# [Article]
1. One historical factor is that we rarely elect sitting senators to the White House, and none since 1968, but since Obama's a sitting senator, too, we have to throw this one out the window. Whoever wins the election will make history on this count.
2. A second factor is the difficulty of a member of the same party replacing a very unpopular president. Only about 1/3 of the populace approves of the job Bush is doing, and McCain, being the candidate of that president's party, is inevitably seen by many as a continuation of the same. It's not fair, and I don't even think it's accurate, but it happens nonetheless, and it makes winning the election an uphill climb for McCain regardless of any other advantages he might have.
3. A third factor is McCain's age, which actually affects the race in two distinct ways. First, Johh McCain would be the oldest elected president ever. Of course we've broken that record before, most recently with Reagan, but it's obviously a rare thing, and it does seem the American public doesn't generally want presidents who are too old. All other things being equal, this might not be too big a hurdled, but other things aren't equal, because, second, we would be going back a generation, which is, if not unprecedented, exceedingly rare. We have now had two baby boomer presidents in a row, and the liklihood of stepping back to a pre-baby boom president is highly unlikely. The U.S. is, in many ways, a country that has traditionally looked forward, rather than backward, and this general disinclination to revisit future generations to select our presidents is but one example of that.
4. A fourth factor is that McCain is seen as an inisder, while Obama is seen as an outsider (and we can't plausibly both criticize him for lack of experience and claim he's an insider). Every president from Jimmy Carter on, excluding the first President Bush who won on the coattails of a very popular predecessor, has been an outsider, and has trumpeted that fact. Obama may be less of an outsider than Carter or Clinton, but McCain can't possibly compete on this angle--he is the establishment, at a time when we don't like establishment figures. (As to the wisdom of electing outsiders, I beg to differ with my fellow citizens.)

# [Provided material]
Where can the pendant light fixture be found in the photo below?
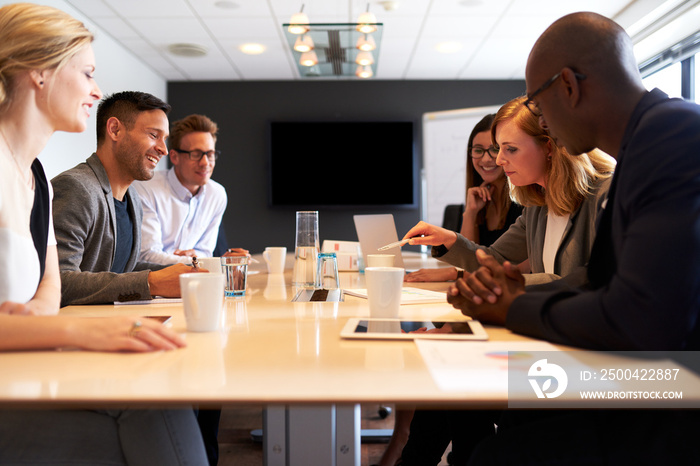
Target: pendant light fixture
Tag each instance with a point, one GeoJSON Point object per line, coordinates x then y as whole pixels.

# [Written instruction 1]
According to the list of election factors, roughly what share of the populace approves of the job Bush is doing?
# [Written instruction 2]
Reproduce word for word the part of the list of election factors starting at "2. A second" and ending at "he might have.".
# [Written instruction 3]
In the list of election factors, why does the second factor make winning the election an uphill climb for McCain?
The data is separate material from the list of election factors.

# [Full response 1]
About one third of the populace approves.

# [Full response 2]
2. A second factor is the difficulty of a member of the same party replacing a very unpopular president. Only about 1/3 of the populace approves of the job Bush is doing, and McCain, being the candidate of that president's party, is inevitably seen by many as a continuation of the same. It's not fair, and I don't even think it's accurate, but it happens nonetheless, and it makes winning the election an uphill climb for McCain regardless of any other advantages he might have.

# [Full response 3]
Bush is very unpopular, and only about one third of the populace approves of his job performance. Because McCain is the candidate of Bush's party, many people inevitably see him as a continuation of the same.